# CHALLENGE:
All of the records below must be output exactly, with no pictures carried over.

# TASK DATA:
►
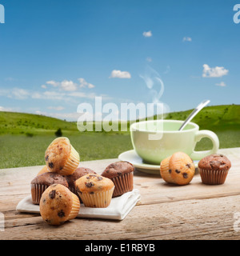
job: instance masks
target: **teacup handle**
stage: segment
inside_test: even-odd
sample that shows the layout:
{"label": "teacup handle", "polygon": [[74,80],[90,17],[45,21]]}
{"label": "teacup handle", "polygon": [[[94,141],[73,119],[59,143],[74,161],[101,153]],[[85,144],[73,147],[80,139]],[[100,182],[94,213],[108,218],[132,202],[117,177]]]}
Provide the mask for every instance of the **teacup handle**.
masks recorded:
{"label": "teacup handle", "polygon": [[219,139],[216,134],[210,130],[198,130],[195,134],[195,142],[200,142],[202,138],[208,138],[213,142],[213,148],[210,150],[194,151],[191,154],[190,158],[193,160],[200,160],[209,154],[214,154],[219,149]]}

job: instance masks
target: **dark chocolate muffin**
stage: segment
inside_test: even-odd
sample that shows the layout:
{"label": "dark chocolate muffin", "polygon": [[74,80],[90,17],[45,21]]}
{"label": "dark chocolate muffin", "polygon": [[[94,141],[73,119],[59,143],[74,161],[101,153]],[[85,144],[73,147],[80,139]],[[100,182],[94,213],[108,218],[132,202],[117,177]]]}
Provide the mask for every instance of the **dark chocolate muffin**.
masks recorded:
{"label": "dark chocolate muffin", "polygon": [[38,175],[31,181],[31,195],[34,204],[39,204],[42,193],[52,184],[61,184],[68,188],[66,179],[53,172]]}
{"label": "dark chocolate muffin", "polygon": [[86,175],[88,174],[95,174],[96,173],[90,169],[90,168],[85,168],[85,167],[78,167],[75,171],[70,174],[65,176],[66,179],[68,182],[69,189],[70,190],[71,192],[78,194],[77,190],[76,190],[76,180],[84,175]]}
{"label": "dark chocolate muffin", "polygon": [[210,154],[198,162],[199,174],[204,184],[223,184],[230,167],[230,161],[218,154]]}
{"label": "dark chocolate muffin", "polygon": [[102,176],[113,181],[115,188],[113,198],[120,196],[134,189],[134,166],[129,162],[116,162],[109,165],[102,172]]}

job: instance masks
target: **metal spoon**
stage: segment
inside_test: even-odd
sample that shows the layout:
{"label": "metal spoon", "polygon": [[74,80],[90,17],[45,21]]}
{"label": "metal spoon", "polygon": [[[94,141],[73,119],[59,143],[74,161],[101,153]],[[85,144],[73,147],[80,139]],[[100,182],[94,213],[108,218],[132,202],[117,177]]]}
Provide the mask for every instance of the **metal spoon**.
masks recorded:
◄
# RESPONSE BELOW:
job: instance masks
target: **teacup handle**
stage: segment
inside_test: even-odd
sample that shows the layout:
{"label": "teacup handle", "polygon": [[74,80],[90,17],[45,21]]}
{"label": "teacup handle", "polygon": [[[94,141],[73,119],[59,143],[74,161],[101,153]],[[85,144],[73,147],[80,139]],[[100,182],[94,213],[108,218],[132,202],[117,177]]]}
Provide the mask for every instance of the **teacup handle**.
masks recorded:
{"label": "teacup handle", "polygon": [[219,139],[216,134],[210,130],[198,130],[195,134],[195,142],[200,142],[202,138],[208,138],[213,142],[213,148],[210,150],[194,151],[191,154],[190,158],[193,160],[200,160],[209,154],[214,154],[219,149]]}

job: instance masks
target: **dark chocolate muffin**
stage: segment
inside_test: even-odd
sample that shows the layout:
{"label": "dark chocolate muffin", "polygon": [[74,80],[90,17],[45,21]]}
{"label": "dark chocolate muffin", "polygon": [[[94,141],[73,119],[59,143],[74,161],[101,153]],[[85,144],[73,147],[80,139]],[[100,182],[94,213],[108,218],[132,202],[117,177]]]}
Provide the mask for every instance of the **dark chocolate muffin**.
masks recorded:
{"label": "dark chocolate muffin", "polygon": [[38,175],[31,181],[31,195],[34,204],[39,204],[42,193],[52,184],[61,184],[68,188],[66,179],[53,172]]}
{"label": "dark chocolate muffin", "polygon": [[86,175],[88,174],[95,174],[96,173],[90,169],[90,168],[85,168],[85,167],[78,167],[75,171],[70,174],[65,176],[66,179],[68,182],[69,189],[70,190],[71,192],[78,194],[77,190],[76,190],[76,180],[84,175]]}
{"label": "dark chocolate muffin", "polygon": [[210,154],[198,162],[199,174],[204,184],[223,184],[230,167],[230,161],[218,154]]}
{"label": "dark chocolate muffin", "polygon": [[102,176],[113,181],[115,188],[113,198],[120,196],[134,189],[134,166],[129,162],[116,162],[109,165],[102,172]]}

job: instance masks
target: **metal spoon**
stage: segment
inside_test: even-odd
sample that shows the layout:
{"label": "metal spoon", "polygon": [[74,80],[90,17],[45,21]]}
{"label": "metal spoon", "polygon": [[[94,141],[73,119],[59,143],[74,161],[101,153]],[[85,144],[73,147],[80,139]],[[100,182],[94,213],[108,218],[132,202],[117,177]]]}
Provide the mask for every instance of the **metal spoon**.
masks recorded:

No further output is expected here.